** SET PROBLEM **
Could you reproduce the listing below word for word, keeping every line as it appears?

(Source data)
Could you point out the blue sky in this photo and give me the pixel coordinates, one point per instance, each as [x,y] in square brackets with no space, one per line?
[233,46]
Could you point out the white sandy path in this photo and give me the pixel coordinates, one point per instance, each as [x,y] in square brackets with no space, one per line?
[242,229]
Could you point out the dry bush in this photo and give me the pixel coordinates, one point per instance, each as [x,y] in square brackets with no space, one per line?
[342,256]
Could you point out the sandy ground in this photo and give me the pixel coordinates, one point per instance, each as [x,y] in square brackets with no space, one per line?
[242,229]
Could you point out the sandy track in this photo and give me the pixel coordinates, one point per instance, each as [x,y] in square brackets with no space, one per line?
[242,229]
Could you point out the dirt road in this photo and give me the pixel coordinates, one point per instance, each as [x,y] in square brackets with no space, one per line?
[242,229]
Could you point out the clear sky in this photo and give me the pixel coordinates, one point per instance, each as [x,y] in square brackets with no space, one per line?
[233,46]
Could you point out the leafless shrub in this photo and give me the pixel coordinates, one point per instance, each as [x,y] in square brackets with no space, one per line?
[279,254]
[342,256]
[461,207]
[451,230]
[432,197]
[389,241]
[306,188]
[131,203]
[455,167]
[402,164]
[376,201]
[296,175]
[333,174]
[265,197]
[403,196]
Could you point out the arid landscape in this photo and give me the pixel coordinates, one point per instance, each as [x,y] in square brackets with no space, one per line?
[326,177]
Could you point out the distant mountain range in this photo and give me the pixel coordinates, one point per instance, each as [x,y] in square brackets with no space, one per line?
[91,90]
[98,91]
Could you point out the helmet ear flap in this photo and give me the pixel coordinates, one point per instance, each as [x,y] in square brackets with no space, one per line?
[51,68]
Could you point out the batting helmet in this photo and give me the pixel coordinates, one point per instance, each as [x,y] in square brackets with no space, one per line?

** COMPLETE RESPONSE **
Could you point out the blue sky in this photo and give me the pixel coordinates, one point per instance, each as [x,y] in square brackets with no space, one per line?
[233,46]
Could you point out the white sandy path in this photo and give me the pixel coordinates, one point per instance, each as [x,y] in square brackets with no space, one per line?
[242,229]
Could you point out the dry bush in this photo and give me the pixel coordinates, one point per instance, each as [x,y] in square brackets with no space, one per line?
[342,256]
Could you point out the sandy ground in this photo and give me the pixel coordinates, one point per instance, each as [x,y] in square brackets with no space, one per line?
[242,229]
Could you point out the sandy track in this photo and give me the pixel coordinates, one point per instance, each as [x,y] in square brackets with no space, one per line?
[242,229]
Could you point out the dirt road in this photo and give me the pixel coordinates, one point per instance, each as [x,y] in square brackets with no space, one per line?
[242,229]
Could you point out the clear sky in this photo and give me the pixel coordinates, one point per instance, each as [x,y] in square brackets with no space, one per line?
[233,46]
Could you point out the leafless shrub in this photo and give me the pixel coordinates, one point per instance, each as [x,y] in square brackets with no space, one per line?
[279,254]
[342,256]
[461,207]
[451,230]
[432,197]
[389,241]
[306,188]
[131,203]
[455,167]
[402,164]
[376,201]
[296,175]
[333,174]
[265,197]
[403,196]
Could you point out the arid landscape in this photo and give me the pixel coordinates, one point per instance, each as [x,y] in square brackets with no space, one per line?
[326,177]
Could you point out the distant mountain range in this photo and give me the pixel coordinates, one point per instance, each as [x,y] in square brackets with no space, one per line?
[91,90]
[98,91]
Could you point out the helmet ear flap in this photo and give me the pixel coordinates, one point per instance, each as [x,y] in square brackets with no space, one per line?
[51,68]
Could you point out the batting helmet in this photo and give me the pixel coordinates, one point per instance, each as [x,y] in square brackets with no space, one per line?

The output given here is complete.